> TEXT PROVIDED
# # #

Winners write history. Particularly so the history of grocery, monopolised by today’s titans.
But the supermarket as we know it today wasn’t invented by Tesco, or even The Co-op, as it claims. The man to thank for the birth of the one-stop shop is Patrick Galvani, now 89, and living a modest life with his wife in Eastbourne. As head of Premier Supermarkets, once the most important mover in British grocery retail, Galvani literally wrote the book on self-service (Going Self-Service, with Arthur Arnell, in 1952).
“Tesco was several years behind us,” recalls Galvani, wistfully. “We could be talking about Premier Supermarkets today, not Tesco - although I probably would have been long dead with the pressure.”
Galvani still has the charm - and head of hair - he possessed in Premier’s heyday (“Tall, handsome and silver haired… a cool, calm businessman,” gushed Everywoman magazine in 1956). And he’s still looking forward, talking about automation, the internet and so on - a fascination for the new inspired when he stepped into a US self-service grocery store in the 1940s.
“My first sight of it was fantastic,” says Galvani, recalling his posting to San Francisco with the Naval Information Service, after serving as a Naval lieutenant in the war. “My colleague took me to a Post Exchange store on Treasure Island. The selection they had! You could pick up products and look at them and put them back if you didn’t like them. There was no queuing at the counter. I was thrilled.”
Back then self-service was an alien concept to most British shopkeepers, whose margins were being constantly squeezed by mounting commodity prices, staffing costs and competition. Customers didn’t have it much better either - long queues and a lack of choice characterised the shopping experience in post-war Britain. Still, few shared Galvani’s enthusiasm for the supermarket craze sweeping the US.

# # #

> MATERIAL SUPPLIED

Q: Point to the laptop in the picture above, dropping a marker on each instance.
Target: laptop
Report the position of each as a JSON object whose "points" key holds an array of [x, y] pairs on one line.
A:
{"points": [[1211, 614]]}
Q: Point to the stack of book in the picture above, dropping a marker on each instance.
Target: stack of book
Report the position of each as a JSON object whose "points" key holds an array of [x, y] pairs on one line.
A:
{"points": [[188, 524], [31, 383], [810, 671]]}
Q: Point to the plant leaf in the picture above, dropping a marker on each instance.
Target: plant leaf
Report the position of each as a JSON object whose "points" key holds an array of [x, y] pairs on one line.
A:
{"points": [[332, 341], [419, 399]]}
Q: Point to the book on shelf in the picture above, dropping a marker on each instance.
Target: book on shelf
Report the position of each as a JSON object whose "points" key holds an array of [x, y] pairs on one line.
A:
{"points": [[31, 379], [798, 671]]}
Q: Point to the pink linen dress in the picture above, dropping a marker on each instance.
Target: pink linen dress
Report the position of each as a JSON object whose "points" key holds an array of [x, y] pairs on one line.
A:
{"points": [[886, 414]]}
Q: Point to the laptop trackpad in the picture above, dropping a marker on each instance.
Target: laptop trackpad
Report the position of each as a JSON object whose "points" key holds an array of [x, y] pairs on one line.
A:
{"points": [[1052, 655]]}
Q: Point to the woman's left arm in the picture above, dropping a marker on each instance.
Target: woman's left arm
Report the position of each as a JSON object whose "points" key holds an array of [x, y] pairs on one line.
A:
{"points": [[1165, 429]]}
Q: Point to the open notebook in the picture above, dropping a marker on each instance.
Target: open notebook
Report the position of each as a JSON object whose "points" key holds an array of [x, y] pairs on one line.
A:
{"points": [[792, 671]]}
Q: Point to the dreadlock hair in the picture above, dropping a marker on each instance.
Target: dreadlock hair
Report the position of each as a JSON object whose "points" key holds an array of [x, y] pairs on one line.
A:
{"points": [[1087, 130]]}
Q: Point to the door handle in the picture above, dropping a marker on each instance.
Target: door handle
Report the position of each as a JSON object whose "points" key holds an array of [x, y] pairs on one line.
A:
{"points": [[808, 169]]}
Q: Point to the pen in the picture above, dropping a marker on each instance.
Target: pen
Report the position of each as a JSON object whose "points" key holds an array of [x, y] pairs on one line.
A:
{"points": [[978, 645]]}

# # #

> GOAL
Write out the full article about Patrick Galvani and the early British supermarket, word for word. The material above stands apart from the article.

> COMPLETED EXERCISE
Winners write history. Particularly so the history of grocery, monopolised by today’s titans.
But the supermarket as we know it today wasn’t invented by Tesco, or even The Co-op, as it claims. The man to thank for the birth of the one-stop shop is Patrick Galvani, now 89, and living a modest life with his wife in Eastbourne. As head of Premier Supermarkets, once the most important mover in British grocery retail, Galvani literally wrote the book on self-service (Going Self-Service, with Arthur Arnell, in 1952).
“Tesco was several years behind us,” recalls Galvani, wistfully. “We could be talking about Premier Supermarkets today, not Tesco - although I probably would have been long dead with the pressure.”
Galvani still has the charm - and head of hair - he possessed in Premier’s heyday (“Tall, handsome and silver haired… a cool, calm businessman,” gushed Everywoman magazine in 1956). And he’s still looking forward, talking about automation, the internet and so on - a fascination for the new inspired when he stepped into a US self-service grocery store in the 1940s.
“My first sight of it was fantastic,” says Galvani, recalling his posting to San Francisco with the Naval Information Service, after serving as a Naval lieutenant in the war. “My colleague took me to a Post Exchange store on Treasure Island. The selection they had! You could pick up products and look at them and put them back if you didn’t like them. There was no queuing at the counter. I was thrilled.”
Back then self-service was an alien concept to most British shopkeepers, whose margins were being constantly squeezed by mounting commodity prices, staffing costs and competition. Customers didn’t have it much better either - long queues and a lack of choice characterised the shopping experience in post-war Britain. Still, few shared Galvani’s enthusiasm for the supermarket craze sweeping the US.